◆ **CONSIGNE A**
Réécrivez le passage de la liste qui va de la ligne contenant « Trace the outline of every instance of the silver » jusqu'à la fin de la liste, en remplaçant « sample » par « example » sans rien modifier d'autre.

◆ **TEXTE**
Edouard Bouda, Directeur général de l’Agence pour le développement économique urbain (ADEU).

Depuis quelques semaines, la ville de Ouagadougou est en campagne de salubrité publique dans le secteur des panneaux publicitaires et de l’affichage. C’est ainsi que plusieurs régies publicitaires ont vu leur autorisation annulée, les autres sont invitées à se mettre en règles conformément à la règlementation. Pendant longtemps, les propriétaires des panneaux  ont profité de l’anarchie dans le secteur, toute chose qui constitue un manque à gagner pour les caisses de la Commune de Ouagadougou. Une révolution est en cours. Les détails dans cet entretien que nous a accordé Edouard Bouda, directeur de l’Agence de développement  économique urbain (ADEU)

On constate depuis un certain temps, des  panneaux publicitaires avec la mention «  Annulé », de quoi retourne cette opération ?

Merci de votre intérêt pour le sujet. Cette opération fait suite à un échange de lettres entre la Commune de Ouagadougou et une régie publicitaire de la place suite à des impayés qui se sont accumulés sur une longue période. C’est ainsi que l’autorité a décidé de procéder à l’annulation de l’autorisation d’exploitation de cette régie afin de céder le domaine public à d’autres exploitants. Malheureusement, malgré l’annulation, cette régie a continué d’exploiter son parc, malgré un rappel en septembre 2019. Pendant presqu’un an, cette régie a refusé d’obtempérer. Et c’est ainsi que l’autorité a demandé que cela cesse et que la règlementation soit appliquée. Cette régie avait un grand parc  dans la ville, c’est pour cela que vous verrez plus souvent les coups de peinture sur ses panneaux.

Elle n’est pas la seule dans ce cas, vu le nombre de panneaux concernés…

Effectivement, il y a d’autres panneaux qui ont reçu des coups de peinture pour n’avoir pas respecté la procédure en la matière. A la Mairie, nous considérons qu’ils sont dans l’illégalité et qu’il faut les exclure du domaine public.

◆ **EXTRAIT DE LISTE**
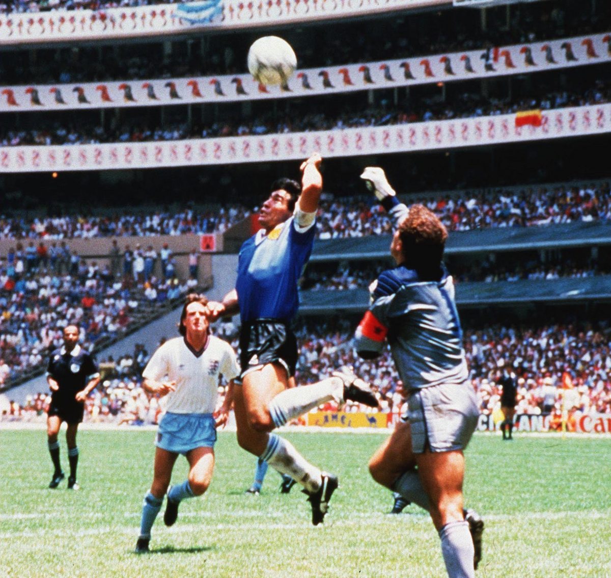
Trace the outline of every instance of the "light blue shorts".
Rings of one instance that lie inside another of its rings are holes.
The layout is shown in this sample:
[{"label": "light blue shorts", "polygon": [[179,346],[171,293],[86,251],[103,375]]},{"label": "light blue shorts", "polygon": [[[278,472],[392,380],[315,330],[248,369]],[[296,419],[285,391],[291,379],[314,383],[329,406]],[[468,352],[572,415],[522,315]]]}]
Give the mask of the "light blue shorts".
[{"label": "light blue shorts", "polygon": [[411,426],[412,450],[423,453],[453,451],[467,447],[480,412],[470,383],[433,385],[417,390],[408,401],[406,421]]},{"label": "light blue shorts", "polygon": [[155,445],[185,454],[196,448],[213,448],[216,441],[216,425],[211,413],[168,412],[161,418]]}]

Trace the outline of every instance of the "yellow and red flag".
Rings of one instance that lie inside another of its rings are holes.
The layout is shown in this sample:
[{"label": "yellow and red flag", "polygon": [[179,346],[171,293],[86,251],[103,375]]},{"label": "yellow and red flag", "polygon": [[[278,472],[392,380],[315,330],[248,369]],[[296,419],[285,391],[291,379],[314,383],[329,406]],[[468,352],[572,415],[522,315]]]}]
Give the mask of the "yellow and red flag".
[{"label": "yellow and red flag", "polygon": [[562,388],[563,390],[572,390],[573,388],[573,379],[568,371],[565,371],[562,374]]},{"label": "yellow and red flag", "polygon": [[533,127],[540,127],[541,118],[541,111],[538,109],[521,111],[516,113],[516,126],[524,127],[529,124]]}]

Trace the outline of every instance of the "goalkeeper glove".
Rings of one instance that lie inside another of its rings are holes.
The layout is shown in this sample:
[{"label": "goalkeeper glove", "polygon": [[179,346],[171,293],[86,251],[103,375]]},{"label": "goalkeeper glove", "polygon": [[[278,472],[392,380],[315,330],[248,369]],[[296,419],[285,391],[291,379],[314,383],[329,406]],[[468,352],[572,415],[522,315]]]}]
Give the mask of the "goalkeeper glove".
[{"label": "goalkeeper glove", "polygon": [[396,195],[395,190],[386,180],[386,175],[384,174],[384,169],[381,169],[379,166],[365,167],[360,178],[365,181],[367,188],[381,202],[389,197],[393,197]]}]

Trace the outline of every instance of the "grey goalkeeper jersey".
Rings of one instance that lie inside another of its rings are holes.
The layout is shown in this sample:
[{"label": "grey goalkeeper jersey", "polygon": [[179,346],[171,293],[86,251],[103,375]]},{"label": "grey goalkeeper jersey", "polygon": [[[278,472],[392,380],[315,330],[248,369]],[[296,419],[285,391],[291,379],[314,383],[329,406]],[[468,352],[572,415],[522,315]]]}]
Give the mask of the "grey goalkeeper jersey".
[{"label": "grey goalkeeper jersey", "polygon": [[378,278],[373,302],[357,329],[362,357],[379,355],[387,339],[407,390],[464,383],[469,376],[452,278],[422,281],[400,265]]}]

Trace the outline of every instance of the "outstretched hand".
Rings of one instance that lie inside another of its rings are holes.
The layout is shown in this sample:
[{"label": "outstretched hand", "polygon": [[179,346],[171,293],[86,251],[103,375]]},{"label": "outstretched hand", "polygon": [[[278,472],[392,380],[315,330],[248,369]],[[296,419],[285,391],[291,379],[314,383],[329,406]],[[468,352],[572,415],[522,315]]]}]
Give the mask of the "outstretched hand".
[{"label": "outstretched hand", "polygon": [[319,171],[320,170],[320,163],[323,162],[323,157],[318,152],[312,153],[310,157],[304,160],[299,167],[299,170],[303,172],[306,170],[306,167],[308,165],[313,165]]},{"label": "outstretched hand", "polygon": [[227,308],[220,301],[208,301],[206,306],[208,309],[208,319],[212,323],[219,317],[225,314]]},{"label": "outstretched hand", "polygon": [[367,166],[360,176],[367,188],[380,201],[396,195],[395,190],[390,186],[384,169],[379,166]]}]

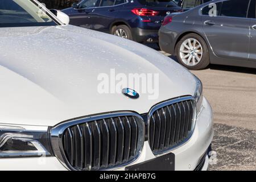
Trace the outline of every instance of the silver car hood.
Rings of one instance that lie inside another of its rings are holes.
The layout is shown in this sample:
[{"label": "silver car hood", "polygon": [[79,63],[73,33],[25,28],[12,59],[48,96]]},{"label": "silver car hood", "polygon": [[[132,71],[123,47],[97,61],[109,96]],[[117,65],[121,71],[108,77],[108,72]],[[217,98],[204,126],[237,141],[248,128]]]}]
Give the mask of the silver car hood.
[{"label": "silver car hood", "polygon": [[[0,28],[0,123],[54,126],[76,117],[192,95],[187,69],[148,47],[72,26]],[[159,97],[100,94],[100,73],[158,73]]]}]

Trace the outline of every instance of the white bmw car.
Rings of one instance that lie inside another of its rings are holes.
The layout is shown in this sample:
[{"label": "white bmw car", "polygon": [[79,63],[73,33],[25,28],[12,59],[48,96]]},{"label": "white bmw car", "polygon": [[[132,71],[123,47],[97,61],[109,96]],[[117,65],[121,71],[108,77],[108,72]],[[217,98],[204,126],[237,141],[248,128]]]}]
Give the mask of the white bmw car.
[{"label": "white bmw car", "polygon": [[[0,170],[207,169],[213,115],[200,80],[55,14],[36,0],[0,2]],[[157,97],[128,84],[99,92],[113,69],[157,74]]]}]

◆ **CONSIGNE B**
Recopiez à l'identique le passage de l'entretien sur les panneaux publicitaires qui va de « Merci de votre » jusqu'à « sur ses panneaux. ».

◆ **RÉPONSE ATTENDUE A**
Trace the outline of every instance of the silver car hood.
Rings of one instance that lie inside another of its rings are holes.
The layout is shown in this example:
[{"label": "silver car hood", "polygon": [[79,63],[73,33],[25,28],[12,59],[48,96]]},{"label": "silver car hood", "polygon": [[[132,71],[123,47],[97,61],[109,96]],[[117,65],[121,71],[108,77],[108,72]],[[217,98],[204,126],[237,141],[248,128]]]}]
Give the mask of the silver car hood.
[{"label": "silver car hood", "polygon": [[[0,28],[0,123],[54,126],[76,117],[192,95],[187,69],[148,47],[72,26]],[[159,97],[100,94],[100,73],[158,73]]]}]

Trace the outline of every instance of the white bmw car.
Rings of one instance that lie inside another of its rings are holes.
The layout is shown in this example:
[{"label": "white bmw car", "polygon": [[79,63],[73,33],[25,28],[12,59],[48,96]]},{"label": "white bmw car", "polygon": [[[132,71],[123,47],[97,61],[109,96]],[[117,65],[121,71],[108,77],[108,72]],[[217,98],[204,126],[237,141],[248,128]]]}]
Give the mask of the white bmw car.
[{"label": "white bmw car", "polygon": [[[0,170],[207,169],[213,115],[200,80],[55,14],[36,0],[0,2]],[[157,97],[128,84],[99,92],[113,69],[157,74]]]}]

◆ **RÉPONSE ATTENDUE B**
Merci de votre intérêt pour le sujet. Cette opération fait suite à un échange de lettres entre la Commune de Ouagadougou et une régie publicitaire de la place suite à des impayés qui se sont accumulés sur une longue période. C’est ainsi que l’autorité a décidé de procéder à l’annulation de l’autorisation d’exploitation de cette régie afin de céder le domaine public à d’autres exploitants. Malheureusement, malgré l’annulation, cette régie a continué d’exploiter son parc, malgré un rappel en septembre 2019. Pendant presqu’un an, cette régie a refusé d’obtempérer. Et c’est ainsi que l’autorité a demandé que cela cesse et que la règlementation soit appliquée. Cette régie avait un grand parc  dans la ville, c’est pour cela que vous verrez plus souvent les coups de peinture sur ses panneaux.